■ What you are asked to do: Print word for word the lines starting at the line that contains "Guideline: the keypoint for each instance of the road" and ending at the line that contains "Guideline: the keypoint for each instance of the person", with both of those lines included.

■ Data for the task:
╭──

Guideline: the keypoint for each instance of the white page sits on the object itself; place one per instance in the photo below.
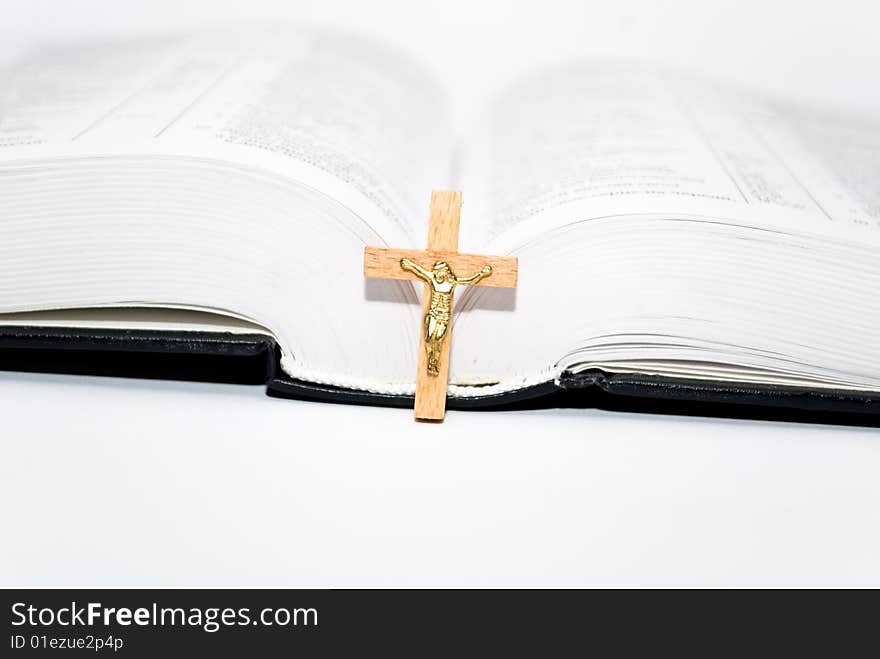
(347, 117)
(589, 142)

╰──
╭──

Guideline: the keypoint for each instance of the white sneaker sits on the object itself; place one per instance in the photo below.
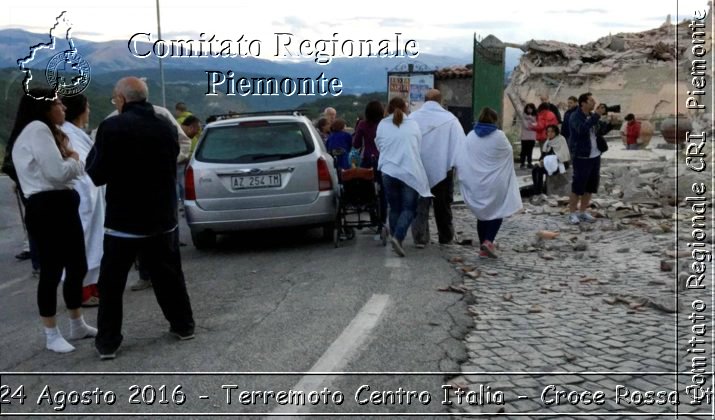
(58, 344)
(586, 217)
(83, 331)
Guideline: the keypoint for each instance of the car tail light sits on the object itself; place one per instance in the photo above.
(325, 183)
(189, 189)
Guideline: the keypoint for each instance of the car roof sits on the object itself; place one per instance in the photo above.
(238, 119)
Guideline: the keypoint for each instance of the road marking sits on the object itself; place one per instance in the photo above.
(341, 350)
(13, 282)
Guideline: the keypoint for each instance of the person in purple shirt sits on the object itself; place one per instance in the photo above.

╰──
╭──

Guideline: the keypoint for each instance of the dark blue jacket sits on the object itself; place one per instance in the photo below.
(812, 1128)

╰──

■ Solution:
Guideline: the keypoint for each instance of the road marking sits on the object itself; place one per instance in the photo above.
(341, 350)
(13, 282)
Guideline: the keypoint for each instance of the person in purple shirt sits on the object itself; place one per instance in the photo above.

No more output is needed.